__Exercise brief__
From the line that includes "Find the yellow" to the last line of the records that follow, copy every line exactly and nothing more, omitting pictures.

__Data records__
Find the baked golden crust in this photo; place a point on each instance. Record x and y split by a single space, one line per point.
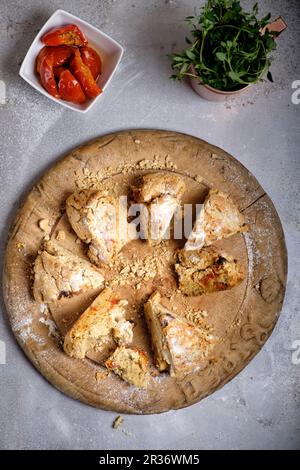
104 320
59 273
178 345
219 218
159 195
205 271
153 185
99 220
131 365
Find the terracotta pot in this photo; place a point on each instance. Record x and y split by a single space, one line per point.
212 94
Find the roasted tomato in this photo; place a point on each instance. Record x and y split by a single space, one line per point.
47 76
92 59
59 55
69 88
84 76
69 35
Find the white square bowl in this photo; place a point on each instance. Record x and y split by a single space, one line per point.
109 50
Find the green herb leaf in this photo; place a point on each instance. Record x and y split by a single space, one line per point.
221 55
190 54
269 76
227 49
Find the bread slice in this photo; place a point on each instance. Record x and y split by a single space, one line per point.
102 321
178 345
100 220
219 218
131 365
204 271
159 195
59 273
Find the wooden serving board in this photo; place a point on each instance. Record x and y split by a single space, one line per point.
242 318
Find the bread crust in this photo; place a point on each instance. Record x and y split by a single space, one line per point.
59 273
219 218
159 195
131 365
104 320
99 220
178 345
205 271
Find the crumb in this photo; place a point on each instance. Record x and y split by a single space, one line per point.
20 246
101 374
44 225
60 235
117 422
198 178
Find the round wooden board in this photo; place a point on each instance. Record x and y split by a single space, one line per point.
243 317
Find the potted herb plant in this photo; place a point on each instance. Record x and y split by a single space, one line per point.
230 49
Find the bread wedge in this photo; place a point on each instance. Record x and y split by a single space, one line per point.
179 346
159 196
99 220
219 218
205 271
103 321
59 273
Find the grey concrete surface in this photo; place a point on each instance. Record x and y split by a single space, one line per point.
259 409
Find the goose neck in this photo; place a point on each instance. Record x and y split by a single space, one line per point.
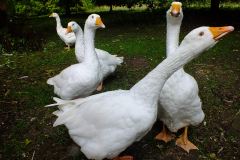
89 47
79 45
59 25
173 31
150 86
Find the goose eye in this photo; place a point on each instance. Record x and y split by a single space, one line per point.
201 34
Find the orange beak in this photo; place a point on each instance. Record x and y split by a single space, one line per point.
99 22
68 30
175 9
219 32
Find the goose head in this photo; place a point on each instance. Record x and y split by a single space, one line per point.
203 38
54 15
175 13
72 27
94 21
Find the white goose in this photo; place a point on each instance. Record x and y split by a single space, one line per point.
80 80
179 103
69 39
107 61
105 124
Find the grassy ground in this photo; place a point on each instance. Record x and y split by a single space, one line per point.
26 126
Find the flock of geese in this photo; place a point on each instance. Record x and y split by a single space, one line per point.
105 124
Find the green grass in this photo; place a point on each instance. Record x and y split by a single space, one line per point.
27 125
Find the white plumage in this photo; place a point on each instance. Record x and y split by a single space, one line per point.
106 124
69 38
179 103
80 80
107 61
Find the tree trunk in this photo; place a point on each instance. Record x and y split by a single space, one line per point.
215 5
3 14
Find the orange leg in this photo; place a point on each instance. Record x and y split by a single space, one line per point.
164 135
123 158
184 143
99 88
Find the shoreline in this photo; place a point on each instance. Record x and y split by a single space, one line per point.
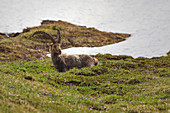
24 46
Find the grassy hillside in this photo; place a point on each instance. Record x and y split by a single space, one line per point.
30 83
117 84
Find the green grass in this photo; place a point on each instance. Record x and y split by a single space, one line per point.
124 85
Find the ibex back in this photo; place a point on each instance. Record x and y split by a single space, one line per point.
63 62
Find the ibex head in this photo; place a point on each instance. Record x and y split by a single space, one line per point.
54 46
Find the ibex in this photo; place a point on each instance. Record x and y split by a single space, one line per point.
63 62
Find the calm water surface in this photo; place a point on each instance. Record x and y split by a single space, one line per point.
147 20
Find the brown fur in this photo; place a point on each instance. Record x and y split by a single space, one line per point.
63 62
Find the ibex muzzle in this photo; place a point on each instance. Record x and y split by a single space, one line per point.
64 62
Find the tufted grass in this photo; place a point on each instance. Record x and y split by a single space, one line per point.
117 84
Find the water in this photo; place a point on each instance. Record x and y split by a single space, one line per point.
147 20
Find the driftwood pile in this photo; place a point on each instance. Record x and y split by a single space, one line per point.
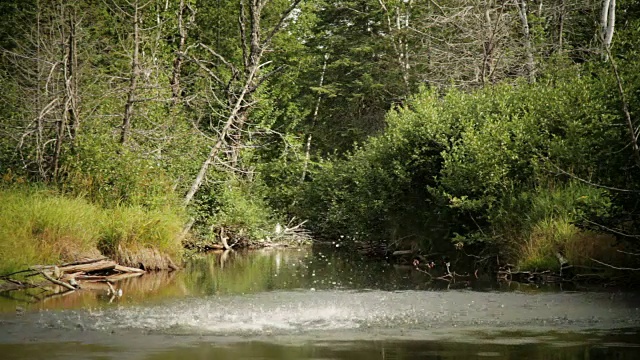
71 276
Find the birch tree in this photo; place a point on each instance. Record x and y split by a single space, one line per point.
245 79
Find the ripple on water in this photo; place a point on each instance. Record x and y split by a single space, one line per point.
292 312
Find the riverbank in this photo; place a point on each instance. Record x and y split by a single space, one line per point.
40 226
314 297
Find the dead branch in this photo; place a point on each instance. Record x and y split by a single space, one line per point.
614 267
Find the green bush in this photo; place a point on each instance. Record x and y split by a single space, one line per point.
494 166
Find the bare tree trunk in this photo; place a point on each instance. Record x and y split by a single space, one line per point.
252 56
607 21
522 10
73 80
223 134
561 17
625 109
177 62
400 46
133 80
307 152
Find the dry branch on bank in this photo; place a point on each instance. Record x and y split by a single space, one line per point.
70 276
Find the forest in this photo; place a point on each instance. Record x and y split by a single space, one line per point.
504 129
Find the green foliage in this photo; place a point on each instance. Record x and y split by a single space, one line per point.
494 165
40 226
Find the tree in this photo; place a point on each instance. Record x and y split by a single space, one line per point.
244 80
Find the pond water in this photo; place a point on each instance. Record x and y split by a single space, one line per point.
317 304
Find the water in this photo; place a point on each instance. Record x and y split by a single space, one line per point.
303 304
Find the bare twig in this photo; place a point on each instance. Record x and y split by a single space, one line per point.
614 267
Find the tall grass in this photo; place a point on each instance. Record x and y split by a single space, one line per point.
40 226
551 225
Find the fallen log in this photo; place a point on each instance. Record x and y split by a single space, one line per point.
57 282
126 269
102 265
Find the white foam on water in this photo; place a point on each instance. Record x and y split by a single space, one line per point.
292 312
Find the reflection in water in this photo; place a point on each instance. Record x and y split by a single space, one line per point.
304 304
228 273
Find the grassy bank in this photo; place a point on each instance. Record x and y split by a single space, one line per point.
39 226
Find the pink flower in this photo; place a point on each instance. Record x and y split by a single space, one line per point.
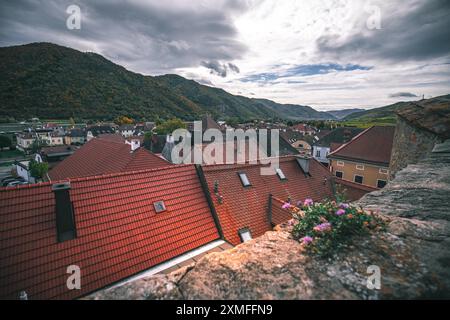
306 240
286 206
344 205
323 227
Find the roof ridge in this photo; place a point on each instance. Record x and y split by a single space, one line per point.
351 141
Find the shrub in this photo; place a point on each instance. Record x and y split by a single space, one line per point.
322 228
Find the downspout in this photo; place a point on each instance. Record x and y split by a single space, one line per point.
205 189
269 210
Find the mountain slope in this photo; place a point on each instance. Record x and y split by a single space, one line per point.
340 114
50 81
389 111
47 80
218 102
294 111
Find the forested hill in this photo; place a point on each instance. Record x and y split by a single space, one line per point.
50 81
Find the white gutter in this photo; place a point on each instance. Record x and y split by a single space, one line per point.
170 263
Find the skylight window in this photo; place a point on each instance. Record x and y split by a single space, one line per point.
159 206
280 174
244 179
245 234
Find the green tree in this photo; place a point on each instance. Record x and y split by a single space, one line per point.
38 170
148 140
5 142
169 126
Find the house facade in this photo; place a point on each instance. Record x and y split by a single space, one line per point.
329 142
365 159
126 130
24 141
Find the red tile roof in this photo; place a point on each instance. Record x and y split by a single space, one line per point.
352 191
373 145
114 137
100 156
247 207
119 232
279 215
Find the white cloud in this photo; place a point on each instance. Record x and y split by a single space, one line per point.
222 42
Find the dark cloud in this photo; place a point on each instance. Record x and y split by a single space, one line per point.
418 30
220 69
233 67
145 36
403 95
303 70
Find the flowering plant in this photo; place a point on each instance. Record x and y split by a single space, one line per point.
324 227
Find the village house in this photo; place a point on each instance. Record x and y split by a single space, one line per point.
331 141
248 204
94 131
56 139
23 169
365 159
101 156
119 227
126 130
113 227
302 143
25 140
54 154
304 129
75 136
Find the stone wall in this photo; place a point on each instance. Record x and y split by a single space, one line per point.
413 254
411 144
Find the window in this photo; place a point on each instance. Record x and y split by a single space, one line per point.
159 206
359 179
245 234
244 179
280 174
381 183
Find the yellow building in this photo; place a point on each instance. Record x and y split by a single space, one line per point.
365 159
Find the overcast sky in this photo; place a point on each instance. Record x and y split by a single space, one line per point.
329 54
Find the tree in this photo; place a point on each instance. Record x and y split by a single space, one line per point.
170 126
5 142
38 170
37 145
148 140
72 122
232 122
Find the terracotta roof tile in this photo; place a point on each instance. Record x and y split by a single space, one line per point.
373 145
100 156
118 231
247 207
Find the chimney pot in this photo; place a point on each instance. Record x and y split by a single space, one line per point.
65 220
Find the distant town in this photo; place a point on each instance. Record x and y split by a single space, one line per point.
224 154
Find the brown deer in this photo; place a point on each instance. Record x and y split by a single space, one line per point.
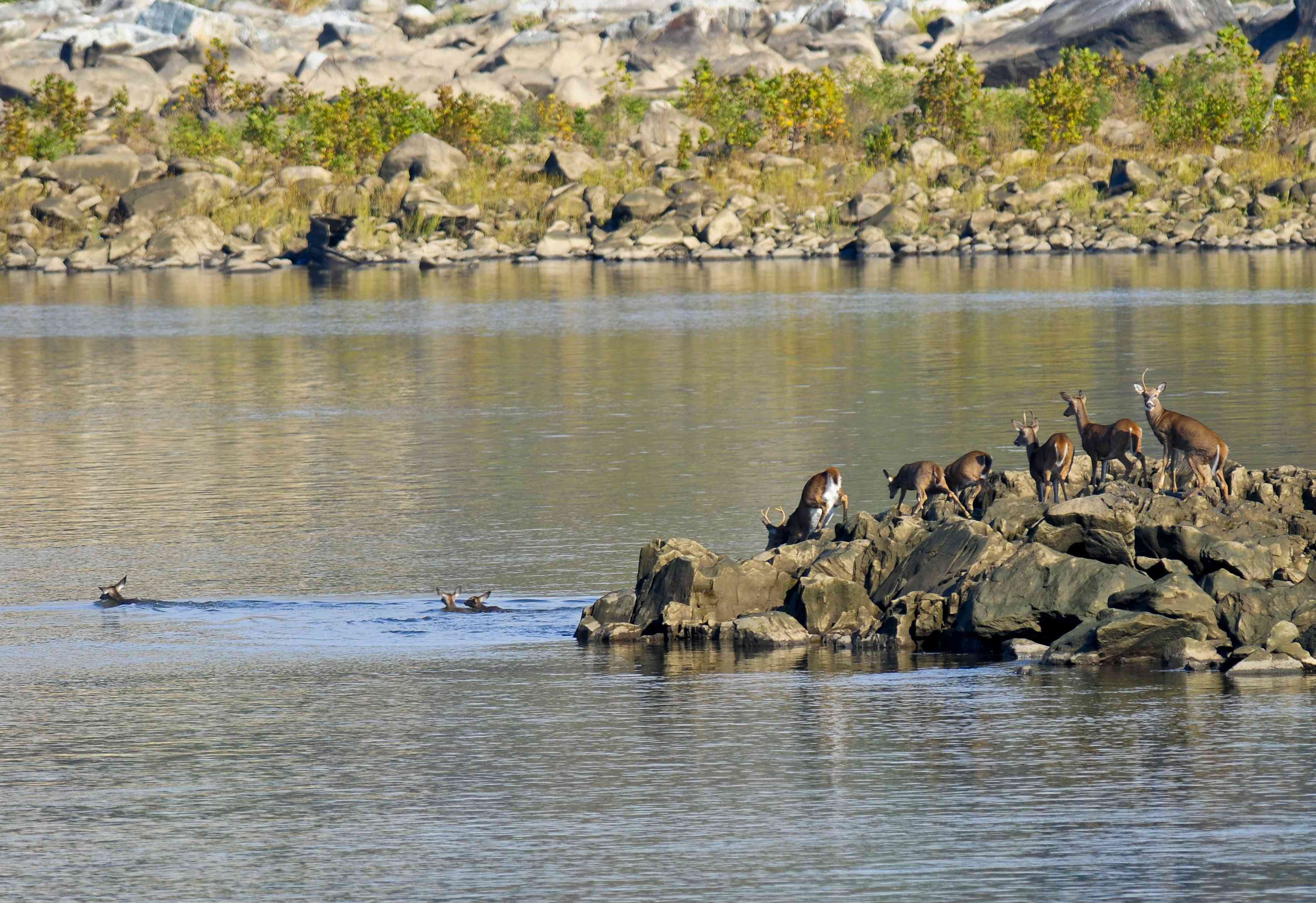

__Answer space__
Find the yellow building in this photo; place a point on each instance. Record x and y split by a single space, one line per point.
365 159
Find the overcast sky in this photo; place a point on each instance. Record x and y split by a single space, one line per point.
329 54
Find the tree in this photo; place a point on each instance. Record x and y split by a single space, one line per point.
170 126
5 142
38 170
37 145
148 140
72 122
232 122
Find the terracotta roof tile in this photo; place a point on each instance. Record x and y split by a single space, one line per point.
373 145
100 156
118 231
247 207
Find the chimney pot in this photo; place a point on each instance. Record x and y split by a single space, one line per point.
65 220
Find the distant town in this photo; place a point on each instance. Record x and y split by a single space, one line per point.
224 154
Find the brown deer in this photo; place a point on each instance. Record x and y split by a single space, one line per point.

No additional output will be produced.